• _PROMPT_
From the Government Cottage heritage text below, list every year it names as a year of flooding on the Hawkesbury River.

**** SOURCE DOCUMENT ****

New South Wales Heritage Register
- Official name: Government Cottage Archaeological Site; Commandant's House; Government House
- Type: state heritage (archaeological-terrestrial)
- Designated: 4 February 2011
- Reference no.: 1843
- Type: Government House
- Category: Government and Administration

= Government Cottage Archaeological Site =

Government Cottage Archaeological Site is the heritage-listed site of a cottage which served alternately as the base for the Colony of New South Wales' commandant of the Hawkesbury district, house of the district's magistrate and an "informal official residence" for the Governor of New South Wales when in the district. It is located at 41 George Street, Windsor, New South Wales, Australia. The original house was built from 1796 to 1815 and demolished c. 1920-21. It was also known as Commandant's House and Government House. It was added to the New South Wales State Heritage Register on 4 February 2011.

== History ==
Before any European settlement the Hawkesbury region was inhabited by the Dharug people. The riparian area along the Hawkesbury River had been a food source for the local Aboriginal people for over 50,000 years and, with relatively frequent floods that spread enriched alluvium throughout the surrounding land, the region was known to be an abundant and reliable resource for food.

Following European settlement, the new colonists quickly recognised the agricultural potential of the banks of the Hawkesbury River. This led to intensive farming of the area to supply food to the developing colony that was experiencing severe shortages in the early years. However, following flooding in 1799, 1800, 1806 and 1809, life for the colonists farming the flats of the Hawkesbury River was a hard one, fraught with potential devastation with any inundation of the river.

Following the opening of the Hawkesbury district for settlement, the road from Parramatta to Windsor was constructed in 1794. The farming area along the Hawkesbury River, including Green Hills (known as Windsor, from 1810) became the third urban satellite of the colony after Sydney and Parramatta. Windsor grew up as a military and service centre for the Hawkesbury flood-plain and was the location of the colony's richest agricultural land. The Commandant's Cottage, later the Government Cottage was one of a series of buildings constructed under the administration of Governor John Hunter between 1795 and 1800 for military and government purposes, including storehouses, and granaries and soldiers barracks. The location selected was sufficiently high to preclude danger of the building being affected by flood. It replaced a soldier's barracks constructed c. 1795 which Governor Hunter described in 1796 as a "miserable building". Its location would also enable a clear view of the area over which the Commandant had oversight.

The Commandant's Cottage (later known as the Government Cottage) was under construction in 1796. David Collins described how in April of that year "a very excellent barrack was erecting for the use of the commandant, on a spot which had been selected sufficiently high to preclude any danger of the building being affected by a flood". Collins' use of "barrack" to describe the Commandant's House has encouraged confusion with the separate barracks for the soldiers, already in existence by 1796, described as a "miserable building" which was replaced after October 1796 with more substantial accommodation for the troops. The Commandant's House was completed after October 1796 and was described in 1800 in Governor Hunter's list of buildings constructed since 1796 as "a framed and weatherboard house on the Green Hills...for the residence of the commanding officer of that district". The roof was shingled and the building furnished with a cellar, skilling kitchen and other accommodation with a paling fence.

**** RECORDS SUPPLIED ****

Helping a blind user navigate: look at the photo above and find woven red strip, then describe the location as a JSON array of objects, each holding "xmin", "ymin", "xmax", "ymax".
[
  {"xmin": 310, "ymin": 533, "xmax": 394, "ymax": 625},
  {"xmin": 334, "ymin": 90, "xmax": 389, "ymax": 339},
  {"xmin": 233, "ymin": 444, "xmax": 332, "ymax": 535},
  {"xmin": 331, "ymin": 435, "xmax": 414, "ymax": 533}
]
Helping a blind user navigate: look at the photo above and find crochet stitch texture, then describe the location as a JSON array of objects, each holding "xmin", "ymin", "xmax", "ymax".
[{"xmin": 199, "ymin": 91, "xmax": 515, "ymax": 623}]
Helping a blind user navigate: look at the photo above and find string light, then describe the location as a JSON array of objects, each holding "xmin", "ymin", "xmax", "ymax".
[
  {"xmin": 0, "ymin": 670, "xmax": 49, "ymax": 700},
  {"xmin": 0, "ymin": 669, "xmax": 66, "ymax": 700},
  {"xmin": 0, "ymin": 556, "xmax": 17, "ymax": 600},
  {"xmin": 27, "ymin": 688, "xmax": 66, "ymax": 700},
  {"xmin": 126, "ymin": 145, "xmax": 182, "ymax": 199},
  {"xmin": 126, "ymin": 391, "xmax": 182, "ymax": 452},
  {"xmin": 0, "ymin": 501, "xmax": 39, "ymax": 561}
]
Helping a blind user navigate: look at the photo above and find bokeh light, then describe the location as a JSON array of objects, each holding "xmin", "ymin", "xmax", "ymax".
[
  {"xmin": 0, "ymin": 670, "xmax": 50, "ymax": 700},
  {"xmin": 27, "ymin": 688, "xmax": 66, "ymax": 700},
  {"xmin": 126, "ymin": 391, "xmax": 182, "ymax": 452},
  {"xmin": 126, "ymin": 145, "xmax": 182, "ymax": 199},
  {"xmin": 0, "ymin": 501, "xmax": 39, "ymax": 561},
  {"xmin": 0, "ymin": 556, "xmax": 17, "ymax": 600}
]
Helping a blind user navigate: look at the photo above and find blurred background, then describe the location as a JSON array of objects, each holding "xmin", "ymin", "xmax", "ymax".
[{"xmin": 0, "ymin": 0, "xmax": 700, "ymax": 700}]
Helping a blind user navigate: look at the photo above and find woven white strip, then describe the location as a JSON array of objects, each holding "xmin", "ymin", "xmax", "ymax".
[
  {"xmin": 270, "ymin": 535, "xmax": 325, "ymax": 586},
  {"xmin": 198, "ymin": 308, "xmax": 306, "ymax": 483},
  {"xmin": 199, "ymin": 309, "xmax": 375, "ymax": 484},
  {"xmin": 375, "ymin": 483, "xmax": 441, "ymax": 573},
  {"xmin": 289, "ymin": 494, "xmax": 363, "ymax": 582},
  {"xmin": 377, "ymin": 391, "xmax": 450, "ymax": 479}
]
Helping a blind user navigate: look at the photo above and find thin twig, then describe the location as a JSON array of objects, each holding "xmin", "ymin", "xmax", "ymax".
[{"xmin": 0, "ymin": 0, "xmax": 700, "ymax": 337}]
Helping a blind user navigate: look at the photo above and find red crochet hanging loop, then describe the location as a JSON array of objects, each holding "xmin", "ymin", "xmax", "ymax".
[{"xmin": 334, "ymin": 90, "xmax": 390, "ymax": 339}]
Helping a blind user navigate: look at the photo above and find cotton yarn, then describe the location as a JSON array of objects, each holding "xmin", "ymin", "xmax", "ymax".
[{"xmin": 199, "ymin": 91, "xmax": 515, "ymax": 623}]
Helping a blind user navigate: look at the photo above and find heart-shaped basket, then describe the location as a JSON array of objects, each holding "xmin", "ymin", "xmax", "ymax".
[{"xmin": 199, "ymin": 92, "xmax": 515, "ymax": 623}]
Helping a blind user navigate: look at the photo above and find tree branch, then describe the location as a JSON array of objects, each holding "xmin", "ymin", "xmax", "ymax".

****

• _RESULT OF THE TASK_
1799, 1800, 1806, 1809